▶ _Exercise aim_
Retype, exactly and only, each line from the one containing "In this exercise you will mark each instance of the headlight" to the end of the records below.
─── Source data ───
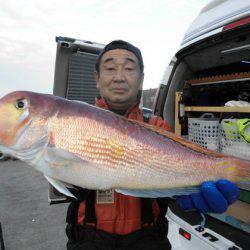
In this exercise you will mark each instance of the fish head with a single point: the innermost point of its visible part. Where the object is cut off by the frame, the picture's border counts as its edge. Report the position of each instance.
(23, 115)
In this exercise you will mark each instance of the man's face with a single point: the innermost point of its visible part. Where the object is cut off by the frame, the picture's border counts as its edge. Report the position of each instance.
(119, 78)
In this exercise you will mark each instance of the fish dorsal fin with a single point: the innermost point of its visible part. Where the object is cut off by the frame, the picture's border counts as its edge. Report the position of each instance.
(159, 193)
(178, 139)
(60, 186)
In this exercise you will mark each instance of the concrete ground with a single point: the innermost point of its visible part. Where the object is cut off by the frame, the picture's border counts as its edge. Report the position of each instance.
(27, 219)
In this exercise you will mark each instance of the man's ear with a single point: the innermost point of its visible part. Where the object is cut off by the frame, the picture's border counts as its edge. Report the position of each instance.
(141, 81)
(96, 77)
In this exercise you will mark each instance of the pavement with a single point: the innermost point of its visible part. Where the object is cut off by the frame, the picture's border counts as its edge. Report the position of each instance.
(28, 221)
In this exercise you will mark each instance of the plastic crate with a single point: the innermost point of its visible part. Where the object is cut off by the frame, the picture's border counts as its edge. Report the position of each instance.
(204, 131)
(230, 140)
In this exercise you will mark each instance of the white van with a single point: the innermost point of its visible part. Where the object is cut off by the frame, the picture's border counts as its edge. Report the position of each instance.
(211, 68)
(210, 74)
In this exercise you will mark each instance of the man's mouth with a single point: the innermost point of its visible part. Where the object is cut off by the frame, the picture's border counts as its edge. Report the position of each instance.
(119, 90)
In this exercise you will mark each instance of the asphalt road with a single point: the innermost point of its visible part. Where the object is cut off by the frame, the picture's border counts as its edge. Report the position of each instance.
(27, 219)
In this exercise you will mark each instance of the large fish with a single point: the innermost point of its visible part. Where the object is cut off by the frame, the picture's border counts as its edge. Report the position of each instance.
(76, 143)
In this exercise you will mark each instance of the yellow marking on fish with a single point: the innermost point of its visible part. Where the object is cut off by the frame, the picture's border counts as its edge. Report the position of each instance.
(230, 169)
(124, 134)
(112, 142)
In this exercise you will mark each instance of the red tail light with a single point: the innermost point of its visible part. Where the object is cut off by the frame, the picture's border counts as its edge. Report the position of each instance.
(185, 234)
(237, 24)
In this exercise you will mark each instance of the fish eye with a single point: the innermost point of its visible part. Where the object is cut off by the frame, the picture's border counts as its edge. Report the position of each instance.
(21, 104)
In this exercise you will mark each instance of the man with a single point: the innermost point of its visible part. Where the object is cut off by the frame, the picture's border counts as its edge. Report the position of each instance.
(106, 219)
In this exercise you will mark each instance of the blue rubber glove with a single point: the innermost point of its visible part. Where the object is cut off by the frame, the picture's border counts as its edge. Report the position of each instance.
(214, 197)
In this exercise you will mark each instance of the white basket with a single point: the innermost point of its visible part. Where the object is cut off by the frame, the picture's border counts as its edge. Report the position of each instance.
(230, 141)
(204, 131)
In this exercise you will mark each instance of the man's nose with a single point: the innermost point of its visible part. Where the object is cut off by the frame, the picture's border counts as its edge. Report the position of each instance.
(119, 75)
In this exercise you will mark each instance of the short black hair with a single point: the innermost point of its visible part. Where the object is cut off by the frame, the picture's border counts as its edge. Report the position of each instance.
(120, 44)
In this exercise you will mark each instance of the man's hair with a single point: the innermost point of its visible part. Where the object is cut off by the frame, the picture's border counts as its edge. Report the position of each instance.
(120, 44)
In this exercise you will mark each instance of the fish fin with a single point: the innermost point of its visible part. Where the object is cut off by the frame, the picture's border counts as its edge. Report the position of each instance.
(172, 136)
(159, 193)
(60, 186)
(61, 157)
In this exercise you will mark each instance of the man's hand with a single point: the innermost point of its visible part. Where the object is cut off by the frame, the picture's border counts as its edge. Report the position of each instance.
(214, 197)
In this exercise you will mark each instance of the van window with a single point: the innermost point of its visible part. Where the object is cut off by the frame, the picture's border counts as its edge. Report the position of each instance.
(212, 5)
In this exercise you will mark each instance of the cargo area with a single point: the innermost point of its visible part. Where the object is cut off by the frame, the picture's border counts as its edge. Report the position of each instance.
(207, 99)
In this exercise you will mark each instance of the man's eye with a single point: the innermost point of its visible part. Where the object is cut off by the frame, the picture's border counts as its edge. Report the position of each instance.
(21, 104)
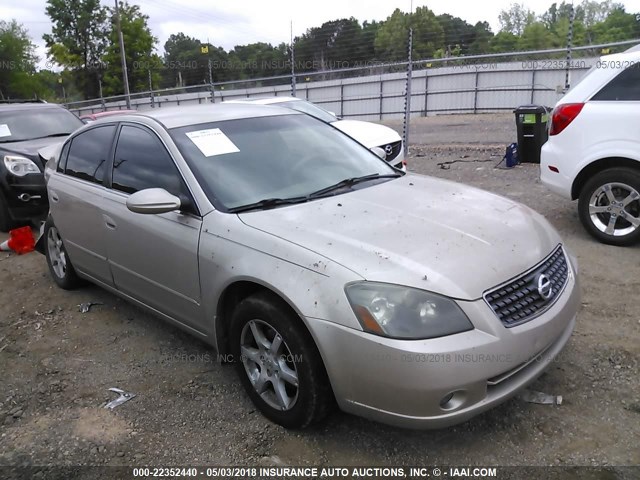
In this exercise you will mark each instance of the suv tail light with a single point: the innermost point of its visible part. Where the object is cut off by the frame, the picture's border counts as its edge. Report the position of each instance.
(563, 115)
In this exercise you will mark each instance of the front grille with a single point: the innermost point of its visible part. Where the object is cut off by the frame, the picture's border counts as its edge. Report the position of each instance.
(392, 150)
(527, 296)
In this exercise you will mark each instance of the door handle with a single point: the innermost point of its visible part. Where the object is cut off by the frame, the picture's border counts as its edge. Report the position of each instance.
(108, 221)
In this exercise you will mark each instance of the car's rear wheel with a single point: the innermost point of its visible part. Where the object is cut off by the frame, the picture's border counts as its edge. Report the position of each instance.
(609, 206)
(278, 362)
(58, 261)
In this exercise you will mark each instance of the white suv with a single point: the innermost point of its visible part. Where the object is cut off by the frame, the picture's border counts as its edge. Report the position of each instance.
(593, 151)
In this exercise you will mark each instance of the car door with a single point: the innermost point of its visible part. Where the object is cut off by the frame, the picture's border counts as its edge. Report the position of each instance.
(75, 193)
(153, 258)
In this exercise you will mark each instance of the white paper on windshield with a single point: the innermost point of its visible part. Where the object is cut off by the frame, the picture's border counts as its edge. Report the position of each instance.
(212, 142)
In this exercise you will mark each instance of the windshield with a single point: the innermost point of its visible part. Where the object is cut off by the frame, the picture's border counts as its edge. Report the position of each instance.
(19, 125)
(240, 162)
(309, 109)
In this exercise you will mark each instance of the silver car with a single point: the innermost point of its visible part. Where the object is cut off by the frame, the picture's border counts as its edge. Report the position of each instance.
(269, 234)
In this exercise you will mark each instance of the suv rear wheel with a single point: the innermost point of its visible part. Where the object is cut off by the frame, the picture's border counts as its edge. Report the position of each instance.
(609, 206)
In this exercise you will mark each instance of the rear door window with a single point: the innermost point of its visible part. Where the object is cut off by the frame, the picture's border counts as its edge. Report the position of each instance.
(623, 88)
(88, 154)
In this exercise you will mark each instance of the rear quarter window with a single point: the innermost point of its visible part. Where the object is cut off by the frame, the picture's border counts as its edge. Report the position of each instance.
(623, 88)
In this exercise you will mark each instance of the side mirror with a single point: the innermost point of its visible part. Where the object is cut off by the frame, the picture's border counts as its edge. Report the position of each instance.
(152, 201)
(380, 152)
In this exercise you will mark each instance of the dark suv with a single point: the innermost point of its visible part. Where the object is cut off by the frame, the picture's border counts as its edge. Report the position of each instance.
(25, 128)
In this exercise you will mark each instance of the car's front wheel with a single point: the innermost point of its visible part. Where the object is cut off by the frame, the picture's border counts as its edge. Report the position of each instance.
(278, 362)
(58, 261)
(609, 206)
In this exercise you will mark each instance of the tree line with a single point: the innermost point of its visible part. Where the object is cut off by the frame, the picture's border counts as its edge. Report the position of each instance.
(83, 53)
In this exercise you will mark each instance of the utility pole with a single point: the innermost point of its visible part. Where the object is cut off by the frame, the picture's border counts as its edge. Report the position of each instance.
(567, 83)
(407, 101)
(211, 81)
(293, 65)
(151, 89)
(100, 91)
(125, 76)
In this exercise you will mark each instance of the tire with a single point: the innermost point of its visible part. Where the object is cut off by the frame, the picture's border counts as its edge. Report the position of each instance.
(6, 223)
(58, 260)
(294, 369)
(609, 206)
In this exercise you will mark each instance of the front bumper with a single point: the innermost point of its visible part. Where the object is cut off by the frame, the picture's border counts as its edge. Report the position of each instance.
(406, 383)
(26, 196)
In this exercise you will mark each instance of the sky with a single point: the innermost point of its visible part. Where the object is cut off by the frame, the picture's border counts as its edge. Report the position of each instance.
(240, 22)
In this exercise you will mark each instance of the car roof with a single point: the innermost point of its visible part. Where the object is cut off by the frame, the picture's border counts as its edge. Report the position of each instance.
(27, 106)
(265, 100)
(185, 115)
(106, 113)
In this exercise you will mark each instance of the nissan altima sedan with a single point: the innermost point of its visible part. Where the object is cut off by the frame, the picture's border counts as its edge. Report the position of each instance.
(270, 235)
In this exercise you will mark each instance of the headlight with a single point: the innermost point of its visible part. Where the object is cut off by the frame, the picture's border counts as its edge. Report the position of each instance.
(20, 166)
(403, 312)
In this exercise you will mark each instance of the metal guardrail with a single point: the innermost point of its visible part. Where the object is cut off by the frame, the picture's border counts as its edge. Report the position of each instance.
(343, 87)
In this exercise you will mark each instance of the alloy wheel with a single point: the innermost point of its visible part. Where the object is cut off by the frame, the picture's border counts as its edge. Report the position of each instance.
(614, 209)
(269, 364)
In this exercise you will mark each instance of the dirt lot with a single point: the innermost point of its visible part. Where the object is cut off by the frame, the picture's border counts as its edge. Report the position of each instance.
(57, 364)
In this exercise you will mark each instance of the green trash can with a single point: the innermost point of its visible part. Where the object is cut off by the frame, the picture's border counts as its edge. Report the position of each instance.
(531, 124)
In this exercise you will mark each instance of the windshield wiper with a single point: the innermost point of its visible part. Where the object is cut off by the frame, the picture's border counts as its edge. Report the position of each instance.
(35, 138)
(348, 182)
(61, 134)
(267, 203)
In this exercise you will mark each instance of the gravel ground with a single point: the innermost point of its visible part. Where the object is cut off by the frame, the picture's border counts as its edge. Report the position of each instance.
(57, 364)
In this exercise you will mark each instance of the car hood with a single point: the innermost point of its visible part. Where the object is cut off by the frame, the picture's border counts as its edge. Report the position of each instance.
(418, 231)
(367, 133)
(30, 147)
───
▶ _Your response_
In this exercise you will mark each instance of the headlight with a single point: the innermost point of its visible part. Where the object is cut off by the frame, the picture's border counts as its edge. Report the position of each instance.
(20, 166)
(403, 312)
In this exercise you will mark each instance of the metal guardrail with a single point: the innermost point of its visible part. Where the object is cut off by the frame, the picture's border counts as its edge. Report the position of each instance.
(343, 87)
In this exercise you will mark each instance of the alloy wheel with a single point: the innermost point of its visible part. Where the object is cut off by the frame, the picture's border counts as its edge. Report the position of each instance.
(614, 209)
(269, 364)
In this exercise you will mark each instance of the dirt lot with a single point: the innermost point of its visible part. Where the object is cut off by the frame, the picture's border counts as its edge. Report the position of each instance.
(57, 364)
In this exercise you will mark each instance of the green trash can with a single point: the innermost point of its visible part. Where the object is cut off by the frame, the picture's border counts as its edge. Report the position of each instance.
(531, 124)
In this exercise you will mark each instance of the windshield wiper with a single point: the innermost point of its visible part. Where the object is cut off by the frame, the picture's border counts as its edge. Report the position of each instance.
(35, 138)
(348, 182)
(61, 134)
(267, 203)
In this exercise you will mark each instance of the gravel ground with a single point: the innermost point of its visible part. Where the object is cut off by the frame, the picture's border counts as its edge. Report the position of each instance.
(57, 364)
In this exercise you will mark each instance of the car hood with a single point: the innermost point of its visible part. Where the object is cut off by the frame, the picture's border counts as its edge. Report the position of each instance.
(418, 231)
(367, 133)
(30, 147)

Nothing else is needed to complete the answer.